WHAT THE TASK ASKS: Reproduce every one of the records below word for word, leaving the pictures out of your copy.

EXERCISE INPUT:
* start *

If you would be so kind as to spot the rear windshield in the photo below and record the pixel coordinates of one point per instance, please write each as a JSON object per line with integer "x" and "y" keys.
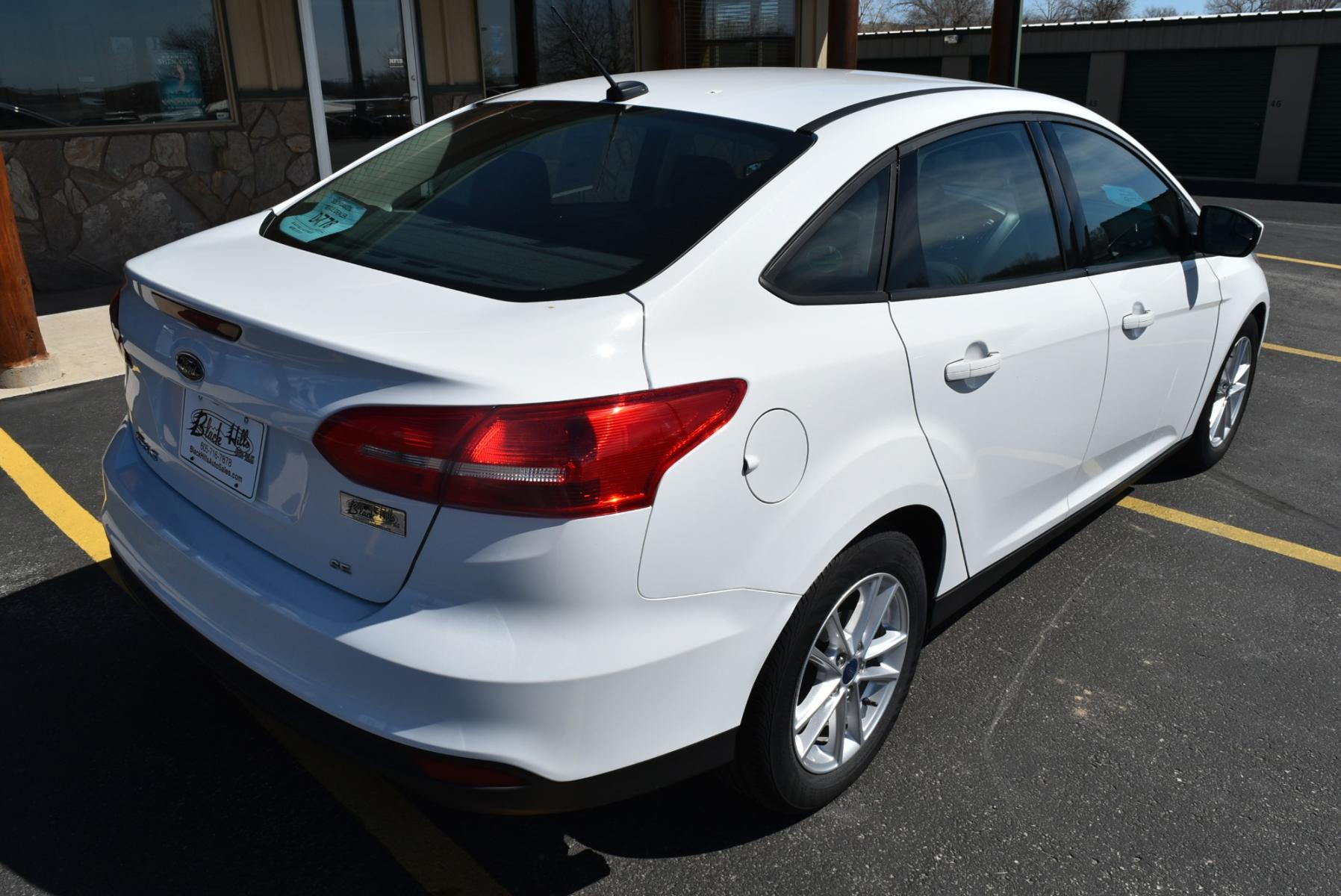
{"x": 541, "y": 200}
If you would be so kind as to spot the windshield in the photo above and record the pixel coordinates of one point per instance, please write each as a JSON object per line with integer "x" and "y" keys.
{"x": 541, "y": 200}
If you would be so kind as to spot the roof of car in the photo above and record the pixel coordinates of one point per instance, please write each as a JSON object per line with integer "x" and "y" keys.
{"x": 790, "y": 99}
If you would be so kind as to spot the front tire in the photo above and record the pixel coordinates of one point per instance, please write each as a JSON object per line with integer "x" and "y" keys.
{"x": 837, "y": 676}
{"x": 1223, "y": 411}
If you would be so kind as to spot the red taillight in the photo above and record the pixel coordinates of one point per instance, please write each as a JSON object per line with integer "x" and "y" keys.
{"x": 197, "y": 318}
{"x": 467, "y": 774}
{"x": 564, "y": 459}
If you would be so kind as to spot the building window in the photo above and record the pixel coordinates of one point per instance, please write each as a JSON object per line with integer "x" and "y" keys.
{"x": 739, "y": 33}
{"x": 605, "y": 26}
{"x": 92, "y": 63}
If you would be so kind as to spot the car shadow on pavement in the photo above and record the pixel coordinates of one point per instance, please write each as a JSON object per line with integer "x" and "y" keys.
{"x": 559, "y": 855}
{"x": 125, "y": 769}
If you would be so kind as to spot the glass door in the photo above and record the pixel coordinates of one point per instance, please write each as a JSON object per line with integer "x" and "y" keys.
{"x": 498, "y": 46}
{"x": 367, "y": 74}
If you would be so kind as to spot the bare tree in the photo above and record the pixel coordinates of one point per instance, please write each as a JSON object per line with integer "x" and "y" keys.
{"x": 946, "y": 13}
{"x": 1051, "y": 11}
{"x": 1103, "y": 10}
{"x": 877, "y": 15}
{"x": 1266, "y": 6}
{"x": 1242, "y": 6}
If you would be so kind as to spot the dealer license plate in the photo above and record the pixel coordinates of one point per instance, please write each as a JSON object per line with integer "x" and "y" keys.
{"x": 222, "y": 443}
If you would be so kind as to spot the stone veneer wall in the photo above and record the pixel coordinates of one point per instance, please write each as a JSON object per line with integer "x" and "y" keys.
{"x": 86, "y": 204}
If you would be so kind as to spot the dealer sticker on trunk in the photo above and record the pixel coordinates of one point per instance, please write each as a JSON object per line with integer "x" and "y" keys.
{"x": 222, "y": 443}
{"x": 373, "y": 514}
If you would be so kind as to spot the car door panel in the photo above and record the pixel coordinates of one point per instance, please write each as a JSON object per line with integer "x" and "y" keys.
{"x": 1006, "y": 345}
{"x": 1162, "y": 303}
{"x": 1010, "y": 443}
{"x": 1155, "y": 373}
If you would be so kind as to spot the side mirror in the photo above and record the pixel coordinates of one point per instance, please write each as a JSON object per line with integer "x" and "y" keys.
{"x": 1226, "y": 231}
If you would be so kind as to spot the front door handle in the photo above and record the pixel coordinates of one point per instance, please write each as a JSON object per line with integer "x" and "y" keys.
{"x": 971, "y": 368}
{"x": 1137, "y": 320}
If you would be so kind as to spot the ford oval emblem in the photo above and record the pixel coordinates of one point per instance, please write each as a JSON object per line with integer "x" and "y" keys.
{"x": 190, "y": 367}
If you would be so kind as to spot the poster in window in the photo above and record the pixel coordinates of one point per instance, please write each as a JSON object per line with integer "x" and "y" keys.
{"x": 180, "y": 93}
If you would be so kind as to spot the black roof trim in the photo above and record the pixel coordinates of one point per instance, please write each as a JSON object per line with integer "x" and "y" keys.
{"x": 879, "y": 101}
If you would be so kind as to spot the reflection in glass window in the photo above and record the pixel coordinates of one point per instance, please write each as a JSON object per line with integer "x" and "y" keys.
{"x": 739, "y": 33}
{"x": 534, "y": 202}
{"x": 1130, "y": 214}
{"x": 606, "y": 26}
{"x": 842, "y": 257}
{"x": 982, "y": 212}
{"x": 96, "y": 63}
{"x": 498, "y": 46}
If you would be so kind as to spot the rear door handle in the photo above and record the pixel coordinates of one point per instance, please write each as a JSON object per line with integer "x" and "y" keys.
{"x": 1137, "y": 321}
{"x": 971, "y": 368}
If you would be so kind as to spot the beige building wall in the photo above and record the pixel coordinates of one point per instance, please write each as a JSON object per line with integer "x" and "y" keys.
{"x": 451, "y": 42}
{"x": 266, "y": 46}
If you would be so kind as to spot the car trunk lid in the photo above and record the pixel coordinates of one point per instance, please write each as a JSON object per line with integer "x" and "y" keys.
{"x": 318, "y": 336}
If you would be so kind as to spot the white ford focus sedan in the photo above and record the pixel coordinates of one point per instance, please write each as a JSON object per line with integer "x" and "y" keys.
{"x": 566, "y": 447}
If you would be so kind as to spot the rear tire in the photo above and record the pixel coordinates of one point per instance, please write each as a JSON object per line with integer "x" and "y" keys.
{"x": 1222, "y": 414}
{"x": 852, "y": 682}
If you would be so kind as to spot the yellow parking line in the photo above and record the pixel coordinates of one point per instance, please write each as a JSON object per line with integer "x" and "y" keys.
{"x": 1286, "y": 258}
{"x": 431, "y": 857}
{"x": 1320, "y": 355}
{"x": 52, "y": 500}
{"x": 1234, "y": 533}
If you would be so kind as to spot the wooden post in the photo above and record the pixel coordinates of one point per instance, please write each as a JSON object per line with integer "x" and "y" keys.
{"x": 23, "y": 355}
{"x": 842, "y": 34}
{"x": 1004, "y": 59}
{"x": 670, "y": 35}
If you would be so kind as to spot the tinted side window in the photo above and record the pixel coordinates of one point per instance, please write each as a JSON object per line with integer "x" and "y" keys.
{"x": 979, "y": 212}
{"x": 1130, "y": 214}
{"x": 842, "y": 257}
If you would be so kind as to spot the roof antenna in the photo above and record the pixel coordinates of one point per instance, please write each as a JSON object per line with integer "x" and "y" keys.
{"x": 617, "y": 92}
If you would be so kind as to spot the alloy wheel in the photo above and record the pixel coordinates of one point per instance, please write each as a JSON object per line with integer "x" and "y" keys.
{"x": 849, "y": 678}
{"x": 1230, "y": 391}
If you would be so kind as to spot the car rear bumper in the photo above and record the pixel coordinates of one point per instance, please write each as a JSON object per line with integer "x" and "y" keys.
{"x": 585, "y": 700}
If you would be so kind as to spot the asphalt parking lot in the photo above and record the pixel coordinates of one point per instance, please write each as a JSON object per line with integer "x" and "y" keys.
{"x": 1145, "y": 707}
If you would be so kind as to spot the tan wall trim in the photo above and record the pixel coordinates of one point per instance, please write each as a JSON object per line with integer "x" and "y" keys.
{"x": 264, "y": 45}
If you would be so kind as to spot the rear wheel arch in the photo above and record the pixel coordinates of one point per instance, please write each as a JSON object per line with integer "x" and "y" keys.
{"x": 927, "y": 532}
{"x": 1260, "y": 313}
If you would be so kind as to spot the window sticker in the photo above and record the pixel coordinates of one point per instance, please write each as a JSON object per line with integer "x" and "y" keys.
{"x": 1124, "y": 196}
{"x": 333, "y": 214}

* end *

TASK OUTPUT:
If you would be so kind as to spot the rear windshield in the photo below and record the pixel coordinates of one point per instance, please write each as a JSON object per line with integer "x" and "y" keys.
{"x": 541, "y": 200}
If you would be so kind as to spot the windshield in the photo above and record the pixel coordinates of one point per instance, please write each as a JSON object per line with integer "x" and "y" keys.
{"x": 541, "y": 200}
If you would be so kind as to spot the roof of car in the photo above and record the pixel coordinates of one point per instance, please write each as a JSON object per line with integer "x" and "y" keys.
{"x": 790, "y": 99}
If you would be so kind as to spot the front tire in the photo above and record the pixel coordinates of one point per instance, please write each as a JSON object per line with integer "x" and "y" keys.
{"x": 837, "y": 676}
{"x": 1223, "y": 411}
If you would be so kind as to spot the red taillight in the photo above and record the pixel coordinates of one point per instance, please write each as a JSON object per line with integer "x" and "y" keys.
{"x": 197, "y": 318}
{"x": 467, "y": 774}
{"x": 564, "y": 459}
If you would be so kind as to spot the building window in the photo above and record the pixel coordinates of one point per instance, please write each as a JSON object per line with integer "x" and "y" keys.
{"x": 739, "y": 33}
{"x": 605, "y": 26}
{"x": 92, "y": 63}
If you would be so kind as to spot the car shadow on pavement in the photo above and record the pixel coordinates of one point per instance, please write each as a JSON object per line with integer "x" and "y" keys.
{"x": 559, "y": 855}
{"x": 125, "y": 769}
If you would be so kind as to spot the glass door in the photo above and record the pixel coordinates of one point per instance, please write each as a JSON object per line with integer "x" and "y" keys.
{"x": 498, "y": 46}
{"x": 367, "y": 74}
If you would be so kind as to spot the bare tree in the photo above and record the pixel coordinates of one point per instance, please write each as a JSON object per line with integer "x" and "y" keys.
{"x": 946, "y": 13}
{"x": 1051, "y": 11}
{"x": 1103, "y": 10}
{"x": 877, "y": 15}
{"x": 1266, "y": 6}
{"x": 1242, "y": 6}
If you would be so kind as to spot the dealer license plate in the photo above and record the pixel coordinates of one point per instance, please write each as a JSON object per line with integer "x" and "y" keys.
{"x": 222, "y": 443}
If you would be so kind as to spot the stone veneer wall in the photo above and record the pixel coordinates of one point per instance, please write each as a JSON object per line with integer "x" and "y" keys.
{"x": 86, "y": 204}
If you would be so kind as to spot the dealer sticker on trunk in the photo above and record the pixel coordinates of one point per instance, please write each as a JSON object per line with integer "x" and "y" keys.
{"x": 222, "y": 443}
{"x": 373, "y": 514}
If you would be so kind as to spot the car door panel in the photo above and record the pixel coordinates of one point per instance, please write each as a JSON object per line with integer "x" and "y" keys.
{"x": 1006, "y": 345}
{"x": 1162, "y": 303}
{"x": 1010, "y": 443}
{"x": 1155, "y": 373}
If you would be so kind as to spot the side mirror in the photo above and record the pixel coordinates of one point per instance, please write each as a JSON object per line with integer "x" and "y" keys.
{"x": 1226, "y": 231}
If you would be so kind as to spot the front door handle in the photo above and record the pixel coordinates of one point per instance, please write each as a JSON object per line with integer "x" and "y" keys.
{"x": 971, "y": 368}
{"x": 1137, "y": 320}
If you would be so kind as to spot the ford oval emblem in the photo above and record the pixel coordinates of one point per instance, please write each as a JSON object per line with integer "x" and "y" keys.
{"x": 190, "y": 367}
If you would be so kind as to spot the poster in window in the photo above and record the pixel coordinates of one point per instance, please write each as a JSON object per line with integer "x" and "y" keys.
{"x": 180, "y": 93}
If you would be so kind as to spot the black roof trim in the photo above and record the pixel coordinates of one point per instance, please write each as a JSON object per line with integer "x" and "y" keys.
{"x": 879, "y": 101}
If you would be so kind as to spot the reflection in glass window in the photo above and record the pixel coordinates of one point per instance, please write each as a JSON object per line with integer "x" and "y" keys.
{"x": 739, "y": 33}
{"x": 534, "y": 202}
{"x": 1130, "y": 214}
{"x": 606, "y": 26}
{"x": 842, "y": 257}
{"x": 982, "y": 212}
{"x": 96, "y": 63}
{"x": 498, "y": 46}
If you would be so kind as to spot the rear door handle in the photo above and record the pixel coordinates of one point per instance, please write each as a JSON object per line with integer "x" and "y" keys.
{"x": 1137, "y": 321}
{"x": 971, "y": 368}
If you would be so kind as to spot the beige building wall in the photo above and record the pixel coordinates of one point per instance, please write each as a JSON object per line with integer "x" and "y" keys.
{"x": 451, "y": 42}
{"x": 266, "y": 46}
If you would be so kind as to spot the car trunk lid in the photo above and record the pixel coordinates of one point per instance, please write each as a JSON object per line with integer "x" and "y" keys.
{"x": 318, "y": 336}
If you would be so kind as to spot the white ford focus sedan in the photo above and record the pixel coordinates of one point per instance, please write each as a JSON object per line with integer "x" and "y" keys.
{"x": 566, "y": 447}
If you would be so kind as to spot the rear tire in the photo above and record the pixel coordinates of one point per instance, please write each as a JSON object per line with integer "x" and "y" keys.
{"x": 1222, "y": 414}
{"x": 852, "y": 682}
If you would be so kind as to spot the yellow parking line in the photo above and record the pixel coordinates of one point per instance, please write each as a JSON object per line with integer "x" and "y" keys.
{"x": 1286, "y": 258}
{"x": 431, "y": 857}
{"x": 1320, "y": 355}
{"x": 52, "y": 500}
{"x": 1234, "y": 533}
If you would be so kind as to spot the wooden post in the photo above and record the pixel coordinates of one point per instance, please write each as a JSON object per line with integer "x" and "y" keys.
{"x": 23, "y": 355}
{"x": 842, "y": 34}
{"x": 1004, "y": 59}
{"x": 670, "y": 35}
If you would be so kind as to spot the tinted side window in the photo above and record the pixel coordinates of one point per instance, please write each as a JSON object per line with integer "x" and "y" keys.
{"x": 979, "y": 212}
{"x": 1130, "y": 214}
{"x": 842, "y": 257}
If you would be so kind as to spot the roof antenna in the photo above and record the pixel coordinates of one point per instance, please write each as a JSON object per line with integer "x" and "y" keys.
{"x": 617, "y": 92}
If you would be so kind as to spot the alloy wheel in the photo above and record the pixel coordinates of one point per instance, please write each as a JSON object per line with integer "x" and "y" keys.
{"x": 849, "y": 678}
{"x": 1230, "y": 391}
If you would be so kind as to spot the car rear bumper in the photo above and record the pixel coordinates of one point per instance, please write each as a JSON object per line with integer "x" and "y" keys.
{"x": 585, "y": 700}
If you would be so kind as to spot the asphalt parking lot in the photo above and record the pixel coordinates of one point per instance, please write each as a JSON object per line with integer "x" and "y" keys.
{"x": 1145, "y": 707}
If you would be so kind as to spot the tan wall trim in the photo above and record the pixel coordinates of one point per instance, please write each as a JSON object per line with integer "x" and "y" keys.
{"x": 264, "y": 45}
If you would be so kind as to spot the rear wheel arch in the photo above and record the pixel coordinates of one point per instance, please write each as a JSON object per line with integer "x" and "y" keys.
{"x": 927, "y": 532}
{"x": 1260, "y": 313}
If you would be so kind as to spot the window sticker in the photo above and record the pixel coordinates of one point per instance, please write each as a JSON object per line with integer "x" and "y" keys.
{"x": 1124, "y": 196}
{"x": 333, "y": 214}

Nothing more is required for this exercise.